▶ [SET TASK A] Reproduce the records below word for word, from the line that contains "Task: annotate the pale" through the end of the records, including both of those ends.
= = = =
Introduction
I am pleased to have another guest post from Duarte O.Carmo. He wrote series of posts in July on report generation with Papermill that were very well received. In this article, he will explore how to use Voilà and Plotly Express to convert a Jupyter notebook into a standalone interactive web site. In addition, this article will show examples of collecting data through an API endpoint, performing sentiment analysis on that data and show multiple approaches to deploying the dashboard.
About Duarte
Hey everyone! My name is Duarte O.Carmo and I’m a Consultant working at Jabra that loves working with python and data. Make sure to visit my website if you want to find more about me
Since this is a long article, here are the table of contents for easier navigation:
The Goal
Jupyter notebooks are one of my favorite tools to work with data, they are simple to use, fast to set up, and flexible. However, they do have their disadvantages: source control, collaboration, and reproducibility are just some of them. As I illustrated in my prior post, I tend to enjoy seeing what I can accomplish with them.
An increasing need is the sharing of our notebooks. Sure, you can export your notebooks to html, pdf, or even use something like nbviewer to share them. But what if your data changes constantly? What if every time you run your notebook, you expect to see something different? How can you go about sharing something like that?
But what if your data changes constantly? What if every time you run your notebook, you expect to see something different? How can you go about sharing something like that?
= = = =
▶ [SET TASK B] In the guest post, which two tools are used to turn a Jupyter notebook into a standalone interactive web site?

▶ [Dataset excerpt]
= = = =
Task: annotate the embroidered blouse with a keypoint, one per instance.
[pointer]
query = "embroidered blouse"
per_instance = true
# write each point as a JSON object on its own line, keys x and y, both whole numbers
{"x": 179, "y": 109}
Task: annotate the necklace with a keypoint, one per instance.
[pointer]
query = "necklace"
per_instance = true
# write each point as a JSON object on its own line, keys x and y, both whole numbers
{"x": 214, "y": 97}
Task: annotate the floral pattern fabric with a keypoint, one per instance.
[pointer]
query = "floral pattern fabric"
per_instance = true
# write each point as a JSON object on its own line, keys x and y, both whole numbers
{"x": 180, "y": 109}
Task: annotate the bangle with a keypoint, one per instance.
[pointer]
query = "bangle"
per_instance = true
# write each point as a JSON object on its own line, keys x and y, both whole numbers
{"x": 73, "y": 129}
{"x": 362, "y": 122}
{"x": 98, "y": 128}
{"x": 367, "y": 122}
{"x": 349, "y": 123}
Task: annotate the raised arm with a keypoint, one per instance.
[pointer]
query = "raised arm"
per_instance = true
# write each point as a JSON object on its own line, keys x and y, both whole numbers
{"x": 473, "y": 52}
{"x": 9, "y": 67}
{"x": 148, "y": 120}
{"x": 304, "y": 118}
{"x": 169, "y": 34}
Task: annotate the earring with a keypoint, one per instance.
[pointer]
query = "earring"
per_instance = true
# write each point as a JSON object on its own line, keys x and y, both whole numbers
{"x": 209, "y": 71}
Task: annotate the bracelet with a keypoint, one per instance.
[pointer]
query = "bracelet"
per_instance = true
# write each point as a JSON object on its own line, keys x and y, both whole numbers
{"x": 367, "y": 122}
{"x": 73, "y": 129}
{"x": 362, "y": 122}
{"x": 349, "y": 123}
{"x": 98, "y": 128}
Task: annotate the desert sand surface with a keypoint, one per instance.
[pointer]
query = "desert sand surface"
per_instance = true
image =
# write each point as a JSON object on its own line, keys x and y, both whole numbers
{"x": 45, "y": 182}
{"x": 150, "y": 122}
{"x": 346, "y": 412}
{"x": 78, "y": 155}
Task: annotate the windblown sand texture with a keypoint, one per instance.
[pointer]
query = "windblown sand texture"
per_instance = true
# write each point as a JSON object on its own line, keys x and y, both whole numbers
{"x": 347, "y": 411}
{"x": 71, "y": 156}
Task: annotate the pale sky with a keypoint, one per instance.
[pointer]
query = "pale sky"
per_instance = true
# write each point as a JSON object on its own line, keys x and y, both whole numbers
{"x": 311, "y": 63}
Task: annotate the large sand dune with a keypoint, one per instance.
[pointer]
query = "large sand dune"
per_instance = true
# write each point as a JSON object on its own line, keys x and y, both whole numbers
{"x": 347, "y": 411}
= = = =
▶ [FULL ANSWER A]
Task: annotate the pale sky with a keypoint, one per instance.
[pointer]
query = "pale sky"
per_instance = true
# write each point as a JSON object on its own line, keys x and y, both whole numbers
{"x": 311, "y": 63}
Task: annotate the large sand dune with a keypoint, one per instance.
[pointer]
query = "large sand dune"
per_instance = true
# write each point as a JSON object on its own line, keys x and y, both whole numbers
{"x": 347, "y": 411}

▶ [FULL ANSWER B] Voilà and Plotly Express.